What this exercise asks
[a] Answer each question from the concert review.
(i) At what age was Richard Strauss still working on the Violin Concerto, according to the review?
(ii) Which two composers does the concerto bring to mind?
(iii) What did Jesús Reina often do while he was not playing?
[b] Reproduce the concert review word for word, everything from "Monday, November 20, 2023" down to "there, amongst others.".
[c] Carry on writing the concert review from the point where it stops.

Showing posts with label mozart. Show all posts
Showing posts with label mozart. Show all posts

Monday, November 20, 2023

Jesús Reina, Pierre Bleuse and ADDA Alicante in Ravel, Strauss and Mozart

For the third time this season, Alicantes ADDA audience heard a major piece by Richard Strauss. The Violin Concerto is an early work, written when the young man was a teenager and still searching for a mature voice. As a consequence, it does remind one of Brahms, Mendelssohn here and there, amongst others.

But its overall conception is quite different. For a start, there is no obvious cadenza. Even at sixteen years of age, Richard Strauss was trying to write a concerto where soloist and orchestra were to combine to deliver an integrated musical experience. This was never conceived as a vehicle to allow a soloist merely to show off. And so it needs to be performed cooperatively, with the soloist always mindful of the orchestra’s contribution.

On this occasion, the soloist was Jesús Reina, a musician who devotes much of his time to playing chamber music in small ensembles. If anyone would be sympathetic to this need for integration, then, surely, he would be. The audience was not to be disappointed. He was so completely sympathetic to the orchestra’s role that he often turned during the time when he was not contributing to face the orchestra and actually listen to what they were playing. The result was a truly integrated work, with a musical argument coming to the fore. Pierre Bleuse’s direction also allowed the perfect balance to develop.

Available data
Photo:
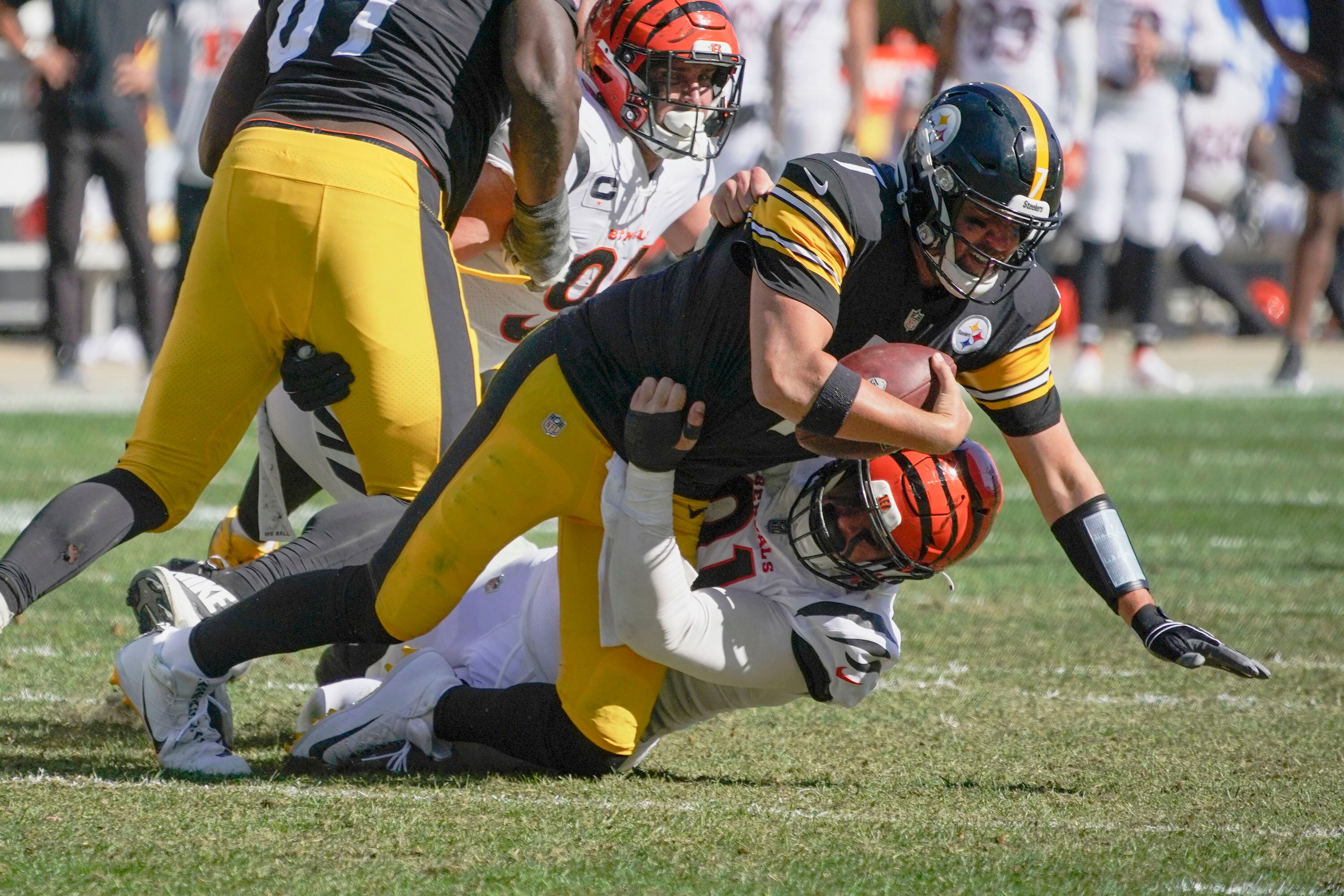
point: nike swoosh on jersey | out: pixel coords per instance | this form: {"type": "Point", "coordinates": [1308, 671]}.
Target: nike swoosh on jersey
{"type": "Point", "coordinates": [820, 187]}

Results of the tasks
[a]
(i) Sixteen years of age.
(ii) Brahms and Mendelssohn.
(iii) He turned to face the orchestra and listened to what they were playing.

[b]
Monday, November 20, 2023

Jesús Reina, Pierre Bleuse and ADDA Alicante in Ravel, Strauss and Mozart

For the third time this season, Alicantes ADDA audience heard a major piece by Richard Strauss. The Violin Concerto is an early work, written when the young man was a teenager and still searching for a mature voice. As a consequence, it does remind one of Brahms, Mendelssohn here and there, amongst others.

[c]
The concert had begun with the orchestral version of Ravel’s Le Tombeau de Couperin. Now this work is often played almost as if it were conceived as an eighteenth-century concerto grosso, rather than an homage to the form from the point of view of a twentieth century composer.

This performance crafted by Pierre Bleuse was different. The shape was still there, but the hard, staccato edges seem to be softened. The strings seem to be offering commentaries rather than statements. The result was a beautifully balanced, surprising and thoroughly post-impressionist, twentieth century piece. It paid homage to the past while saying something quite new. It is such a familiar piece, but what a surprise!

Mozarts G Minor Symphony occupied the second half of the concert. It is hard to find anything new to say about the work, but it is also a work that does not need novelty. It is so well crafted, so perfectly conceived, that it makes its own points every time it is played.

Pierre Bleuse’s direction brought out every aspect of Mozarts score. It was serious, threatening, lyrical, playful, and always inventive. A real treat brought the evening to a close in the shape of Chabrier’s Habañera, a surprisingly subtle an interesting little piece. Another surprise!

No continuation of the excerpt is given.